* _Work instruction_
Please return every line of the records below that holds the word "pine".

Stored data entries
▬▬▬

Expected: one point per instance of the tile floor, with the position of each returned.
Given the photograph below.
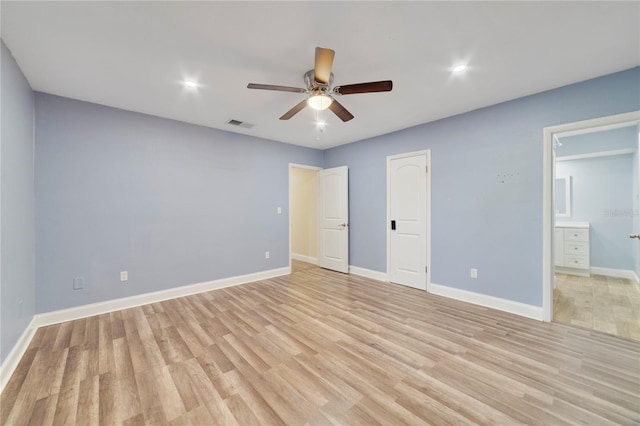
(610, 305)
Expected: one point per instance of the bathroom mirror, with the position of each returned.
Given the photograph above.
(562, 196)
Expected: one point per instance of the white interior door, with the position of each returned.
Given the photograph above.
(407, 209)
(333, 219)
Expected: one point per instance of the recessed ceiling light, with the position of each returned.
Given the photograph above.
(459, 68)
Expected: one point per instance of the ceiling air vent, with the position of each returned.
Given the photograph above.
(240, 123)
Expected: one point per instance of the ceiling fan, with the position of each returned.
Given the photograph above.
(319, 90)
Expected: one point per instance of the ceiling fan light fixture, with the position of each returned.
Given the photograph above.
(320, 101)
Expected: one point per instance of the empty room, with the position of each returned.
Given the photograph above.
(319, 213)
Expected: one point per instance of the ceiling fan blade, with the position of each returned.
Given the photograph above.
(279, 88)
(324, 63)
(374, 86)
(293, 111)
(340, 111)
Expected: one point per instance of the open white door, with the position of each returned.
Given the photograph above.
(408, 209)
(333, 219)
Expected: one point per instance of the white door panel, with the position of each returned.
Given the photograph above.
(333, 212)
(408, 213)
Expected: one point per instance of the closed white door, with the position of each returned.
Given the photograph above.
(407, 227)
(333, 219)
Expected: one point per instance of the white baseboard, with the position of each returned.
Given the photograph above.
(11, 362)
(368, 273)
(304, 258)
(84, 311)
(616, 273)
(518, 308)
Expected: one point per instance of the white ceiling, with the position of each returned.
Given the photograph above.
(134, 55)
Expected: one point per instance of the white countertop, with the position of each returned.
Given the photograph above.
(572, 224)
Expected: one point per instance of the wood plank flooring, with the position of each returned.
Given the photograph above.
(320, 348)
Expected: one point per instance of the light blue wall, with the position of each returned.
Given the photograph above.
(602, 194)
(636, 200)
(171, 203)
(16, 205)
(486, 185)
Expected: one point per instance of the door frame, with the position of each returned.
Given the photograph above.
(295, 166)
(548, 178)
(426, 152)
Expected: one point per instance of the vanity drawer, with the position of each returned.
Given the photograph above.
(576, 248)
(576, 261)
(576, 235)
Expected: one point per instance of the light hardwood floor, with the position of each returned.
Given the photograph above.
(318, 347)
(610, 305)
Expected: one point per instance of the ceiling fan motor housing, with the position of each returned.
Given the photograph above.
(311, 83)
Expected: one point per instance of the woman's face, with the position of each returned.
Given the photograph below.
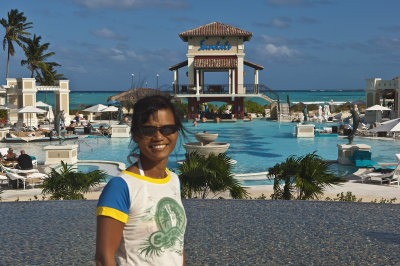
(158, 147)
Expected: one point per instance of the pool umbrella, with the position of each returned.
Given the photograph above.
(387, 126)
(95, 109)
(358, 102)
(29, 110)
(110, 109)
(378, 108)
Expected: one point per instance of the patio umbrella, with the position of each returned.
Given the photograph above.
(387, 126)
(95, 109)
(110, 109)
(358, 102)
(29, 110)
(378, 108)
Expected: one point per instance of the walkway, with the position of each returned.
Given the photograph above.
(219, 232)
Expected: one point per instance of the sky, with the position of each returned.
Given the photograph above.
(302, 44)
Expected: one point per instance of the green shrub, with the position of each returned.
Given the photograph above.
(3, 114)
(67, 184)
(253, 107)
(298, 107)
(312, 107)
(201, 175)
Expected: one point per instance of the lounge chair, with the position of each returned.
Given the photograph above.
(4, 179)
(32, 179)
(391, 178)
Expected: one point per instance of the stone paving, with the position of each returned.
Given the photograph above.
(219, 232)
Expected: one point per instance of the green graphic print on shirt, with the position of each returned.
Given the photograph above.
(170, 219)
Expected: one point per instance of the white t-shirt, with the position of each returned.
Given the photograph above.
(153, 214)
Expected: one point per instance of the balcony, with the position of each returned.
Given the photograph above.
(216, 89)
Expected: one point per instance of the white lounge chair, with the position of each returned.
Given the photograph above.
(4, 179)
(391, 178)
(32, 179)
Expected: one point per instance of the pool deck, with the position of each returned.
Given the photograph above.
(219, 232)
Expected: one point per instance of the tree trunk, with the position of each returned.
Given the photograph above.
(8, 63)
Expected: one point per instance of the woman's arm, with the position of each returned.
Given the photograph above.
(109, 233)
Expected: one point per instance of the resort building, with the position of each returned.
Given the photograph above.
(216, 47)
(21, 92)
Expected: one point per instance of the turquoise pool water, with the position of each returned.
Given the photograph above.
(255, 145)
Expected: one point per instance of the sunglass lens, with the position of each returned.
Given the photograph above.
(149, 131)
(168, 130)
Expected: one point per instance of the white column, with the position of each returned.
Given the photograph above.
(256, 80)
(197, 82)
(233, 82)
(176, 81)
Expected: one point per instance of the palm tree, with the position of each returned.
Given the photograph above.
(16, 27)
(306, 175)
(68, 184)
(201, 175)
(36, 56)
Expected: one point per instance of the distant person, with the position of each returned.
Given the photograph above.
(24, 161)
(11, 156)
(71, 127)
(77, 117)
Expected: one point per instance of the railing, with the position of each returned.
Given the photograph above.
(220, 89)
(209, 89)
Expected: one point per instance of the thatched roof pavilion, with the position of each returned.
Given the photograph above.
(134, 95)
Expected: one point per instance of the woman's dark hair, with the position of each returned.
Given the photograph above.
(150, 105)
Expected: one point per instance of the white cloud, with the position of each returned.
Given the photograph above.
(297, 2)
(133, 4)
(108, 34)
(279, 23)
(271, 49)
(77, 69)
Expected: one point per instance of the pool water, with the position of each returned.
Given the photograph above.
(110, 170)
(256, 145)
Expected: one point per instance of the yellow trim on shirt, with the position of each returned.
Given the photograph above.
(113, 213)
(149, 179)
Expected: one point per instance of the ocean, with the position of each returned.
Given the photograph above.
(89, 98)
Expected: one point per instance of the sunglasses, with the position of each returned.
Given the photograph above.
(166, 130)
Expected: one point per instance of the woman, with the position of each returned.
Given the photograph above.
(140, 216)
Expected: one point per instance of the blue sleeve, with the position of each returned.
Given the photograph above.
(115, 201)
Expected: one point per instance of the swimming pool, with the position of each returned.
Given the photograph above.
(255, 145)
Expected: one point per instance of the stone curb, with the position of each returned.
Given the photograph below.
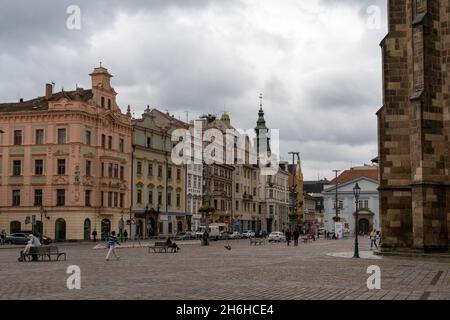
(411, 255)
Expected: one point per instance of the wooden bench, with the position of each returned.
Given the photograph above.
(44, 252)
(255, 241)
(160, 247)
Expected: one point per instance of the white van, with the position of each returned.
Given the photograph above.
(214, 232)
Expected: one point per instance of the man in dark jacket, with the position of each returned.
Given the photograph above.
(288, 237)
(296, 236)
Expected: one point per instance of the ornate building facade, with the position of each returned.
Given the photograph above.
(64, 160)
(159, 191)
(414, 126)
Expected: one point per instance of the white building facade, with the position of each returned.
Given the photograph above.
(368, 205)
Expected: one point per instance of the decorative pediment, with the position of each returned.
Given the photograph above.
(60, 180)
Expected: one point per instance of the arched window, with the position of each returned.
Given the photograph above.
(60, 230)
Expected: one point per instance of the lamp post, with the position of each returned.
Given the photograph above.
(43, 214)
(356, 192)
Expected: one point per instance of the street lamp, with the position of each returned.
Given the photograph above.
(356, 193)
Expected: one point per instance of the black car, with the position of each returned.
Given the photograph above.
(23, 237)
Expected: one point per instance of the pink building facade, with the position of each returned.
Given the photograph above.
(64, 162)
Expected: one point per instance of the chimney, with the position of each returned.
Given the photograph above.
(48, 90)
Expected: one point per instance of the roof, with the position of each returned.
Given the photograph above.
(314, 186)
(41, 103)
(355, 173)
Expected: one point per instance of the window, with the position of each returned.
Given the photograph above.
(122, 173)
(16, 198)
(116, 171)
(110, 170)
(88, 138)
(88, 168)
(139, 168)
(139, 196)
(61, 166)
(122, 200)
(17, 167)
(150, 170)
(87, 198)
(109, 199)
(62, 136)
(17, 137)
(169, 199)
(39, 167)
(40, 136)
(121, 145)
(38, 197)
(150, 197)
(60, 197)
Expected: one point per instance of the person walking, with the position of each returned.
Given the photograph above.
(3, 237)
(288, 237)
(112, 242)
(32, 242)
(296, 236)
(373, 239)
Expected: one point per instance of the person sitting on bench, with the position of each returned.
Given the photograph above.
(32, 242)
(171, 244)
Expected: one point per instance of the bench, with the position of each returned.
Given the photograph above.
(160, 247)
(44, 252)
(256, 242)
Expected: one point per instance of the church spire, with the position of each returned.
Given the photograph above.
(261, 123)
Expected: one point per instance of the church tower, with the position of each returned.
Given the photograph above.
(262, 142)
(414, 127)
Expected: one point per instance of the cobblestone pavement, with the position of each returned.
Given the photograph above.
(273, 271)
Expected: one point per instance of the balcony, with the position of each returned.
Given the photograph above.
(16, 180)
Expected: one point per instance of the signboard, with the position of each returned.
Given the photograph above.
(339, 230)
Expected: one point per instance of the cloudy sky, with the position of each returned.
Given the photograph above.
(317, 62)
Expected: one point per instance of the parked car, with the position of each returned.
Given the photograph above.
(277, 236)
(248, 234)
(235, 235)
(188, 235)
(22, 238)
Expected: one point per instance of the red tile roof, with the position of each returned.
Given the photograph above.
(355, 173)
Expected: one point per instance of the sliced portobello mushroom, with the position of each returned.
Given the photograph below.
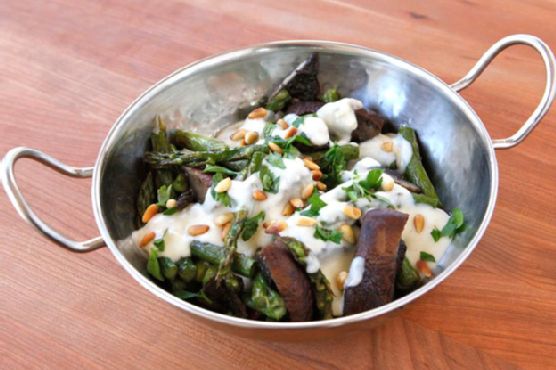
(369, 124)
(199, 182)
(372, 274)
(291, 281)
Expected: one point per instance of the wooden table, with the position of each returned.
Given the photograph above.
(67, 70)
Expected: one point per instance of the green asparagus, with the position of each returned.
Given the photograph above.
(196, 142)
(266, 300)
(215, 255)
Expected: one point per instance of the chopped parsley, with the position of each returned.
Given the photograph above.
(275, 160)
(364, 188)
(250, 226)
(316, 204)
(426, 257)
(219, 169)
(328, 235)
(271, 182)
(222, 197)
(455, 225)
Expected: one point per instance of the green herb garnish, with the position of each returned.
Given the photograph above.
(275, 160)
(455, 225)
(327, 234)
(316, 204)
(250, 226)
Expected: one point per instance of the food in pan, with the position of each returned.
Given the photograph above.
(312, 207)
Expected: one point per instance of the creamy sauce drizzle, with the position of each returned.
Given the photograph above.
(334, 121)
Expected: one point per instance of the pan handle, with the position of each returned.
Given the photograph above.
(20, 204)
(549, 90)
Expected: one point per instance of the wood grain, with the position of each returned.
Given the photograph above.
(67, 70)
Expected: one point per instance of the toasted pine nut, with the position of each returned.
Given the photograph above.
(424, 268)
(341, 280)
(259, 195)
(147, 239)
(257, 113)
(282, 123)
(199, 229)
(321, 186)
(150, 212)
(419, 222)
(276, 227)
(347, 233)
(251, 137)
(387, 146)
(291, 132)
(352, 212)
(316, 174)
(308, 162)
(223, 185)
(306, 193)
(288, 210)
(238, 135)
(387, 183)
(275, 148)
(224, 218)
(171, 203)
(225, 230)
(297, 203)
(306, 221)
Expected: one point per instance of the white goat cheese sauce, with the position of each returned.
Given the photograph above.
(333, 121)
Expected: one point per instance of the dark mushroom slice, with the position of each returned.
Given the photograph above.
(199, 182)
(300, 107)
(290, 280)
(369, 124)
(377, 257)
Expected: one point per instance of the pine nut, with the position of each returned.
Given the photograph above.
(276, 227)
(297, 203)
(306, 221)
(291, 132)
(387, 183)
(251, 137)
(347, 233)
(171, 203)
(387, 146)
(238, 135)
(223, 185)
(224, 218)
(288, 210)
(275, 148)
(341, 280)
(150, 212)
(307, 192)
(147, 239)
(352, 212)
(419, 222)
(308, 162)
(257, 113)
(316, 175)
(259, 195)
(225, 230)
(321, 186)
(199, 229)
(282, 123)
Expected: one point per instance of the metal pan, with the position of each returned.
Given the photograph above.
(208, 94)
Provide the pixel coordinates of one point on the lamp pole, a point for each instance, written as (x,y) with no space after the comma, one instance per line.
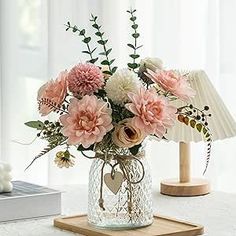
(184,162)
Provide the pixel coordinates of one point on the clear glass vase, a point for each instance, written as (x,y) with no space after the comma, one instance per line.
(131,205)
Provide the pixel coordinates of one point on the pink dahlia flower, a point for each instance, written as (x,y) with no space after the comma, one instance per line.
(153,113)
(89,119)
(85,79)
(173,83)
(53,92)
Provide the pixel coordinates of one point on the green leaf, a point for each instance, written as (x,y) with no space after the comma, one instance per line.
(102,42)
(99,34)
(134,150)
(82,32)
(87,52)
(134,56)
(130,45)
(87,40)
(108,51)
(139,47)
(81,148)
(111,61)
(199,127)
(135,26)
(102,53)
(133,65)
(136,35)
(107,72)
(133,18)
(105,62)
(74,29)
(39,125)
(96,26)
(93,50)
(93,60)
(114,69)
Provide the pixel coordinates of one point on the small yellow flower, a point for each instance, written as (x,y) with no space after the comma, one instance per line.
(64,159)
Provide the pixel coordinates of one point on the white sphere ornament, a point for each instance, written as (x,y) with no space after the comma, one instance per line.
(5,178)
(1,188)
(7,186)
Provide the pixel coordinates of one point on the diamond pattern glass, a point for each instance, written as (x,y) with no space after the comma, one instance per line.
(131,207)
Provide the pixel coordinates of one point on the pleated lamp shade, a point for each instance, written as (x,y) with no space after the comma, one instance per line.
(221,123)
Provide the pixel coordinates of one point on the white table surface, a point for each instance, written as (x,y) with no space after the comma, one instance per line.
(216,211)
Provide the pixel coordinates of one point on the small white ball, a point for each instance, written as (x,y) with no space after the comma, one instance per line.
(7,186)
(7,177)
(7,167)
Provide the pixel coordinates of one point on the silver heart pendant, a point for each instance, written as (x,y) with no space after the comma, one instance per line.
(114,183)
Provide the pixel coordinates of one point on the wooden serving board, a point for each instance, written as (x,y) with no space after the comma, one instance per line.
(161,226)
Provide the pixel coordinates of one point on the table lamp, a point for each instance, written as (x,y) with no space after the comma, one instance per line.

▬▬▬

* _Answer box_
Expected: one point per instance of the toasted pine nut, with the position of each returned.
Expected: one point per instance of the pine nut, with the position of each returned.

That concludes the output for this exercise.